Tuesday, October 21, 2014

Stand Still

Published Oct. 15 2014 in Tulare County's Foothills Sun-Gazette


     Friday night, in Porterville, I had one of those moments of a lifetime, the kind where you know you’re home no matter where you are.  Writing about it now, I also know I’m home.
    
     I was singing with the Standlees, Tommy and Diane, with my regular singing partner, Jesse McCuin, playing standup bass fiddle.  We were singing “Stand Still,” a song recorded by The Isaacs in 2001.  Diane, with her beautifully clear, strong voice, was on lead; Tommy was playing his wonderful guitar and carrying the first harmony part on the choruses.  My job was to find the middle harmony note, to fill in the triad of the chords on the chorus, and then accompany Diane on the second verse with a kind of ooo-ing descant.
    
      As I moved to the microphone to join in on the first chorus, all I could do was pray the right note would come out of my mouth.  When it did, there was a release of energy I can still feel these three days later.  It was like finding the right word in a sentence, the word that makes the sentence sing instead of puzzle or conflict with the meaning lodged in your heart trying to get out onto the page.

## Request a
According to the column, who recorded the song "Stand Still," and in what year?
The column and the records are unrelated.

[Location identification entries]
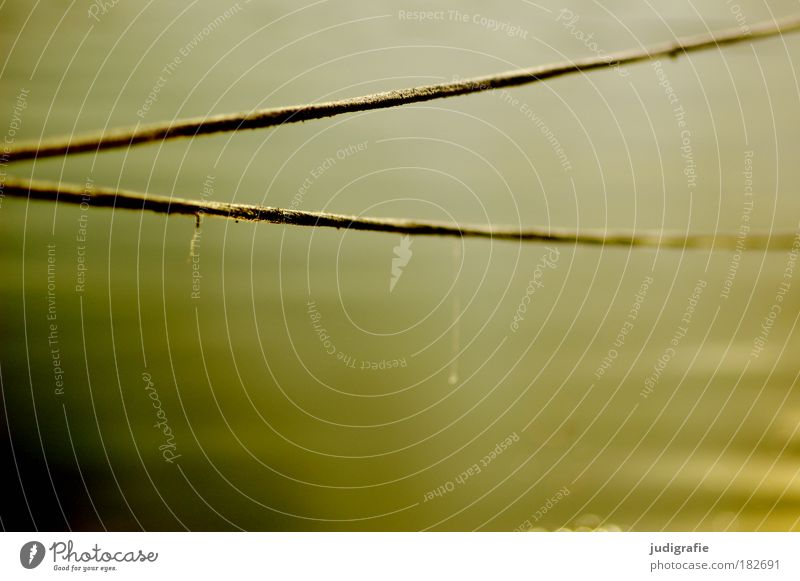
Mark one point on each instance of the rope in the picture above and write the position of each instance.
(141, 134)
(121, 199)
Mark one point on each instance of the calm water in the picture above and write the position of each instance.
(268, 377)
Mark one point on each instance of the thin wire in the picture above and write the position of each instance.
(126, 137)
(121, 199)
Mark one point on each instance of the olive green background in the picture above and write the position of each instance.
(275, 433)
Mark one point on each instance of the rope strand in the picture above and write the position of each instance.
(111, 198)
(141, 134)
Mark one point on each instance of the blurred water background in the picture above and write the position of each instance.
(270, 378)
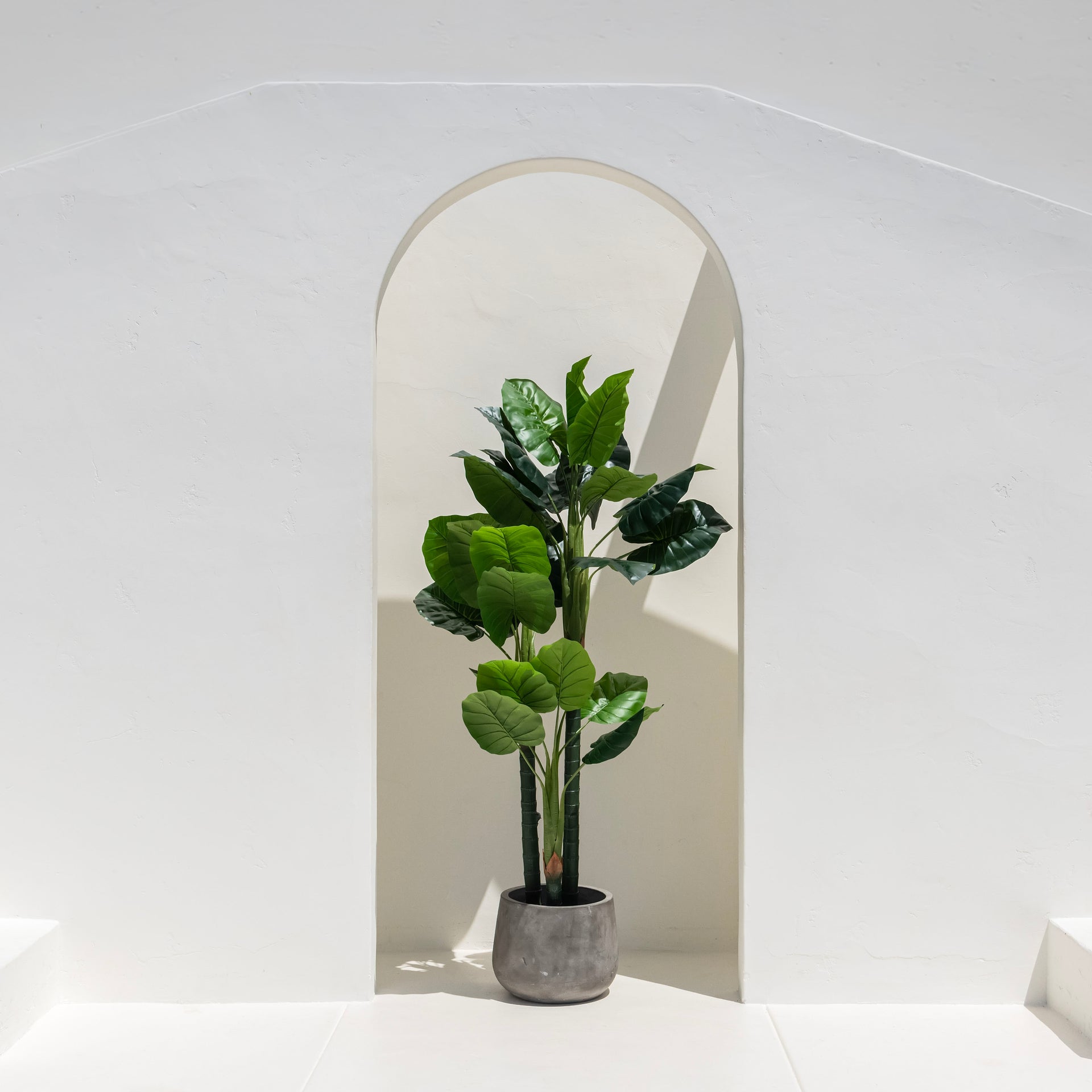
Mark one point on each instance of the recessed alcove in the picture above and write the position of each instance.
(518, 274)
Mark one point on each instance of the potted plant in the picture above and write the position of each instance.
(504, 573)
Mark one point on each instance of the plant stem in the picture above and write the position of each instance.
(529, 825)
(529, 791)
(574, 621)
(570, 862)
(604, 539)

## Request b
Reproduce the lines of the records from the one containing "Mark one point on each instance of the potted" through the end of the records, inclusive.

## Result a
The Isaacs recorded it in 2001.

## Result b
Mark one point on each instance of the potted plant in the picture above and write the position of each instance.
(504, 573)
Mark one point on each instance of the plant stem in the picture above and write the position of each instance.
(529, 825)
(529, 791)
(574, 621)
(570, 862)
(604, 539)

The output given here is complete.